--- start Task data ---

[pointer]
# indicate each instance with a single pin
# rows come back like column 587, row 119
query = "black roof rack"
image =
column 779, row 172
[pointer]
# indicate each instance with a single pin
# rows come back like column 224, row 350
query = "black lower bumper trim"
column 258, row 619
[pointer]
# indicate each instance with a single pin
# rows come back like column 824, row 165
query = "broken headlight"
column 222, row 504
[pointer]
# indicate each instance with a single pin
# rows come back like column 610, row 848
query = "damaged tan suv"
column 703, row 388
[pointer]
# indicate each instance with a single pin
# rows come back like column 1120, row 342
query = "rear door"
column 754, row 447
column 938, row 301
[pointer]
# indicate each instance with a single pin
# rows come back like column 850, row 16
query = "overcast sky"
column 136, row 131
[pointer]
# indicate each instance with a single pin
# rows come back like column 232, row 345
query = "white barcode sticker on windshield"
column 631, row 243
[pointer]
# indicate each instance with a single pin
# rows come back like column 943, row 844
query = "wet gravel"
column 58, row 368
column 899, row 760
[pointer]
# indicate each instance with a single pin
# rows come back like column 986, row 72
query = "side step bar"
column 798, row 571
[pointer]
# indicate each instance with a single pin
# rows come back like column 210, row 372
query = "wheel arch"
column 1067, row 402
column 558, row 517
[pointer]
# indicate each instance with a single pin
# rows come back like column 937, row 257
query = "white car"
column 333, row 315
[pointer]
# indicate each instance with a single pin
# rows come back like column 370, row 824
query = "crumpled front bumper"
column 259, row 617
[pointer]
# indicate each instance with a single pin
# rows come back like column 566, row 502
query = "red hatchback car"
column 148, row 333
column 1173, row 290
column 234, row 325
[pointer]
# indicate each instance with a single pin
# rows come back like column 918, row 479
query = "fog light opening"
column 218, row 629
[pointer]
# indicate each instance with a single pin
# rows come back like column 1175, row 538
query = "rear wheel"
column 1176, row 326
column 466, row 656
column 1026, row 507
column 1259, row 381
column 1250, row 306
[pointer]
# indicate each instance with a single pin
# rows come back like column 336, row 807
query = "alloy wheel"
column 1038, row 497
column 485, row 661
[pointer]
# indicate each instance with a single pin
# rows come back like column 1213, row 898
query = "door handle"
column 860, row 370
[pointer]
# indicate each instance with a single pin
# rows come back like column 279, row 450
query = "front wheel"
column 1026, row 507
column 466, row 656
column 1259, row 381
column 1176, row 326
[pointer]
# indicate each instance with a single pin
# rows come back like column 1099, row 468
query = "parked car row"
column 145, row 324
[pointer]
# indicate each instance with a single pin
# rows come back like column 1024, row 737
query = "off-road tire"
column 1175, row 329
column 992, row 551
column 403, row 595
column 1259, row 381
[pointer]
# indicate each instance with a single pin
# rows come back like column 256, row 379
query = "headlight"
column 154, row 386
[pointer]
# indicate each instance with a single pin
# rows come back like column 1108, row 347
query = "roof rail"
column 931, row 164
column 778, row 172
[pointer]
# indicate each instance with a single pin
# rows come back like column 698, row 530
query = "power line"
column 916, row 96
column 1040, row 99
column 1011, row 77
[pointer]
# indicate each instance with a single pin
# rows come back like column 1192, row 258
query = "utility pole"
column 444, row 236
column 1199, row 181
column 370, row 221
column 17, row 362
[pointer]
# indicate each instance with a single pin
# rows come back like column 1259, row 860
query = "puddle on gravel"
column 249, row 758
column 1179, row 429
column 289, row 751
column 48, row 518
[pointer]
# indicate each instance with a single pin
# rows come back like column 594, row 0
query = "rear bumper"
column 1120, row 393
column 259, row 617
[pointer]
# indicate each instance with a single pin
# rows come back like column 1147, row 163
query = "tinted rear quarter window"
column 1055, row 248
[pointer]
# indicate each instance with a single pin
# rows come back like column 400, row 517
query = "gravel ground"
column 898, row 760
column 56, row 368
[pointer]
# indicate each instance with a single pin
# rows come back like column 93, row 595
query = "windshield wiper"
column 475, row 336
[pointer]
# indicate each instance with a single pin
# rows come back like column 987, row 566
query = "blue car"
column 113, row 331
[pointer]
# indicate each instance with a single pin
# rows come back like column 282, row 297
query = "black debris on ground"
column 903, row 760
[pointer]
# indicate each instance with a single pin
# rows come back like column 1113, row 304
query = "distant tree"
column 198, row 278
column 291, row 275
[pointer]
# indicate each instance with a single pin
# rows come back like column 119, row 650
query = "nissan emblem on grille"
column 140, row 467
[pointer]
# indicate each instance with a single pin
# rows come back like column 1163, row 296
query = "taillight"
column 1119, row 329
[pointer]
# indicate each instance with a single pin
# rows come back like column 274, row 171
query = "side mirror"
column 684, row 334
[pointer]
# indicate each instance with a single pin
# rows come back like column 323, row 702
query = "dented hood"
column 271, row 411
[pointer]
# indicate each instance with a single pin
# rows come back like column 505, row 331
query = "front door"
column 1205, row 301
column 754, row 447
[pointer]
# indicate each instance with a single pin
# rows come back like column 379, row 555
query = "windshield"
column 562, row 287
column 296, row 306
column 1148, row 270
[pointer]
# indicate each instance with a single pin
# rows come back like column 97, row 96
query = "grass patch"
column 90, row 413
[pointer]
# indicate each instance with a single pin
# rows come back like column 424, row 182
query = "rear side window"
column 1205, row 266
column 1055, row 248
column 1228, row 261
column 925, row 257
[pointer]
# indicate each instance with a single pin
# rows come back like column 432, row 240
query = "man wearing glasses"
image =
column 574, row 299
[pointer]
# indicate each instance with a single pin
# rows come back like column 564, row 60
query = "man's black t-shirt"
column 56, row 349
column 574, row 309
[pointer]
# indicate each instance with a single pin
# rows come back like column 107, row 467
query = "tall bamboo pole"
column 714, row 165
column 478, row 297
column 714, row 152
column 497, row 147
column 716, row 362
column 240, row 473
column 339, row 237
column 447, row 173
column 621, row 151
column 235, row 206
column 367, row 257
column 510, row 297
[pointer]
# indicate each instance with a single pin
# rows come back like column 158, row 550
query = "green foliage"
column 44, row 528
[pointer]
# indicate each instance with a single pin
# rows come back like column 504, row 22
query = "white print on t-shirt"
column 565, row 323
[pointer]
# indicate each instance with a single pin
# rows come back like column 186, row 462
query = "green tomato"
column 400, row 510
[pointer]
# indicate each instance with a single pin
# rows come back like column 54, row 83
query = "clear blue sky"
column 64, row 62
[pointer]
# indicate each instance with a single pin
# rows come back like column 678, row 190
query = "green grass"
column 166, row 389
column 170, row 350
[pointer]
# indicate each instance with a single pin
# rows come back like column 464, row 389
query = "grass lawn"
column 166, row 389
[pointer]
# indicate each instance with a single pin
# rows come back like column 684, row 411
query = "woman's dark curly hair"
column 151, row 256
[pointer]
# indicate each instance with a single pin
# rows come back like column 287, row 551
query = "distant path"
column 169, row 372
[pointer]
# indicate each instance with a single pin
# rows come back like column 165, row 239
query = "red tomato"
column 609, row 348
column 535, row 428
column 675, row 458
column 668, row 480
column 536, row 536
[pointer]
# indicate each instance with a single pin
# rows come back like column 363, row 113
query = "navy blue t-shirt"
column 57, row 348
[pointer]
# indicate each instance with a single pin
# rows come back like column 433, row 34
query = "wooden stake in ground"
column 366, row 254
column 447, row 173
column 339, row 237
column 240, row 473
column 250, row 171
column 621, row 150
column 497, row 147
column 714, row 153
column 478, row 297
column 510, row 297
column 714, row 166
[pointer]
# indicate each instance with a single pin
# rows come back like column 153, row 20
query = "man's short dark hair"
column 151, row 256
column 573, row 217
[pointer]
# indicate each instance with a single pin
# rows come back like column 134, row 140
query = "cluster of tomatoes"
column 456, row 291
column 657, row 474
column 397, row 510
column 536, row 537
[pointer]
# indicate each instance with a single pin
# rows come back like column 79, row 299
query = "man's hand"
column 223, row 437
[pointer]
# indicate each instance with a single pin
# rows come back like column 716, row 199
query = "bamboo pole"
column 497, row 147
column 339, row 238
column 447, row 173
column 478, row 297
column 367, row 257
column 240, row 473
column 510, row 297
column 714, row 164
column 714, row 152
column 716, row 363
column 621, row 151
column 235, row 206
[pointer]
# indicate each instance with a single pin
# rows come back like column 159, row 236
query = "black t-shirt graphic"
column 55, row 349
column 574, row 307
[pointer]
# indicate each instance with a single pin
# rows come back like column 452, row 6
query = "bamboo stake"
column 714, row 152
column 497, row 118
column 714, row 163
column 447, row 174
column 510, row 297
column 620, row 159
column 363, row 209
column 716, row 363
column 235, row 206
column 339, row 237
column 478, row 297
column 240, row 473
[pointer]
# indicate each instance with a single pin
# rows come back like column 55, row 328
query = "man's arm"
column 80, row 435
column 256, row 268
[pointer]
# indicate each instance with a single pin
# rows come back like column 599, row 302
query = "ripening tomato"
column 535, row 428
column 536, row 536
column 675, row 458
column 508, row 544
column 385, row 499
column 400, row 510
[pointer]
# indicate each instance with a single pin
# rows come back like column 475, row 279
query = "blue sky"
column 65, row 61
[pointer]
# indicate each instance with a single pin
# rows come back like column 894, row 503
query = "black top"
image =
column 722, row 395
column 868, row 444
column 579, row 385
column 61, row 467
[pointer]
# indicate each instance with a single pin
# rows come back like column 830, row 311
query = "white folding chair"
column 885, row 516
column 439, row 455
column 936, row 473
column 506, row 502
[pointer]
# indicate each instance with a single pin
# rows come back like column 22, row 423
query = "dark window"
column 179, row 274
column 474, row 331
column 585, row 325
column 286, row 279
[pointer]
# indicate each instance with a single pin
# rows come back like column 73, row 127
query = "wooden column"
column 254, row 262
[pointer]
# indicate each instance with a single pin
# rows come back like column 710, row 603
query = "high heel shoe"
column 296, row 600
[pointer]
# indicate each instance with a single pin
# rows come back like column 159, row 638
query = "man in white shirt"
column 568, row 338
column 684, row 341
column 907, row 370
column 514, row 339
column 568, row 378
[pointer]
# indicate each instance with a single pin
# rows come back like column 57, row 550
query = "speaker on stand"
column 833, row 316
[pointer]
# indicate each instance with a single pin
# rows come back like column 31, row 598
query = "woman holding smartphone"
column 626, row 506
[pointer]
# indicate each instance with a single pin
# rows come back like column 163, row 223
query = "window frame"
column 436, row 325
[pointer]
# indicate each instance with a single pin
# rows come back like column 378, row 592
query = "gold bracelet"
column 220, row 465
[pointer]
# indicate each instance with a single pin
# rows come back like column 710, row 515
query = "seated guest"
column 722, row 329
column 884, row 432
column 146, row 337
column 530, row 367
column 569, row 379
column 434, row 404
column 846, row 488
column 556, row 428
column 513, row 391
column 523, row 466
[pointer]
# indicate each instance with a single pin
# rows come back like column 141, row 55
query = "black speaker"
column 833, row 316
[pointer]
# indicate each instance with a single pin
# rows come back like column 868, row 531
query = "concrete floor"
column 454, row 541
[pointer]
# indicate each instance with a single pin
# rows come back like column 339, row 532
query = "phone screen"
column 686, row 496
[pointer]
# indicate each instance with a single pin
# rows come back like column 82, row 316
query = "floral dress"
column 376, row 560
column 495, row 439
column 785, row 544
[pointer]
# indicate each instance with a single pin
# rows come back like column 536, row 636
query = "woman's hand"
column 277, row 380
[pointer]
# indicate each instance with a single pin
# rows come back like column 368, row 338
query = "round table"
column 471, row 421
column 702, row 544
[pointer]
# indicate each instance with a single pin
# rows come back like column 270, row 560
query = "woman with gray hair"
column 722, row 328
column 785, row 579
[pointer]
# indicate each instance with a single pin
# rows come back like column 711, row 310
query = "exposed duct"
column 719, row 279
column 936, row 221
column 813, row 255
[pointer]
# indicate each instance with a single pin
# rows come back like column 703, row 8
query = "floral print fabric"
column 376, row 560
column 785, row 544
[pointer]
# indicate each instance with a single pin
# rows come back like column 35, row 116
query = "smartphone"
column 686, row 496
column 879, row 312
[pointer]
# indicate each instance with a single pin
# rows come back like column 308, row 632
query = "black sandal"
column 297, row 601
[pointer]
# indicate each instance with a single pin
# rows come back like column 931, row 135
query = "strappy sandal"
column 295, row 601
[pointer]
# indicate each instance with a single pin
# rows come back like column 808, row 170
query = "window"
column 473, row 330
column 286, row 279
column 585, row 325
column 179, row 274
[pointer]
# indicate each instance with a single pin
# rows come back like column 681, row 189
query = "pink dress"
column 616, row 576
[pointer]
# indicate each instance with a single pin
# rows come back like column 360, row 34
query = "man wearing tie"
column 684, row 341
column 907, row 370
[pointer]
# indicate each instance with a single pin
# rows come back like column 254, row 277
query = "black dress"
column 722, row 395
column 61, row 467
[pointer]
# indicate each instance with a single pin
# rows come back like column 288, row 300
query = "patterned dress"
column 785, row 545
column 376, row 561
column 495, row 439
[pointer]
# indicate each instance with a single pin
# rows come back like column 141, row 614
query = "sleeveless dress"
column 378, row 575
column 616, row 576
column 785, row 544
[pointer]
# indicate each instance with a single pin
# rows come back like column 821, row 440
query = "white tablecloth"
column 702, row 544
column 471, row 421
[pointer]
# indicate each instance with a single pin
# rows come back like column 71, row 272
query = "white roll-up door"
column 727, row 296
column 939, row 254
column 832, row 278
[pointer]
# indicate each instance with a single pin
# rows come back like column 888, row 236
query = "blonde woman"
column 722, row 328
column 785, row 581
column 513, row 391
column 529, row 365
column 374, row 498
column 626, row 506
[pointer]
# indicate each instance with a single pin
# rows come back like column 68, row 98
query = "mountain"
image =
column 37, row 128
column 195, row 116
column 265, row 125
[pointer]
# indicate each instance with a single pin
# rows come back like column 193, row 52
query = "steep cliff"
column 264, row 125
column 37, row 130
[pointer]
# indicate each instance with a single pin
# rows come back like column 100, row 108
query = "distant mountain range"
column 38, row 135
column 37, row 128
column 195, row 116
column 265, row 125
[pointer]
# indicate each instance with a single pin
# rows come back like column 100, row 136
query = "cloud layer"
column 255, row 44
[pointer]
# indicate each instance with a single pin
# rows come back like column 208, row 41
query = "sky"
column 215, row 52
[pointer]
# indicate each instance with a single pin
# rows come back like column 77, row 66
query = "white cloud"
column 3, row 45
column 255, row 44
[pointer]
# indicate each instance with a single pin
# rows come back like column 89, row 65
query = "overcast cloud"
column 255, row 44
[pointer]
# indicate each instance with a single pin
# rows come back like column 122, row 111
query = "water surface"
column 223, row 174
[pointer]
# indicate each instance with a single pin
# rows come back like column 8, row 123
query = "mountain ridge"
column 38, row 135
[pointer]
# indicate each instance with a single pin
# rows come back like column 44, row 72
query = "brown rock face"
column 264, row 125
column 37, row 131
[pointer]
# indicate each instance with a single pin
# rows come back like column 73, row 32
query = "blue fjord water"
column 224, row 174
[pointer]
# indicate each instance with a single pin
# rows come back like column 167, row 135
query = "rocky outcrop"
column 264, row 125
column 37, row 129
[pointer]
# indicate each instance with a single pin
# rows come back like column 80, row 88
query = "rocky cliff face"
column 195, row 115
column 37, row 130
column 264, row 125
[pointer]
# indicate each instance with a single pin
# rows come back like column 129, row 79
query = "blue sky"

--- end Task data ---

:: Exercise details ::
Write out the listing again from its first line up to and including the line with "column 779, row 172".

:: Reply ::
[pointer]
# indicate each instance with a single pin
# rows come back like column 587, row 119
query = "black roof rack"
image =
column 779, row 172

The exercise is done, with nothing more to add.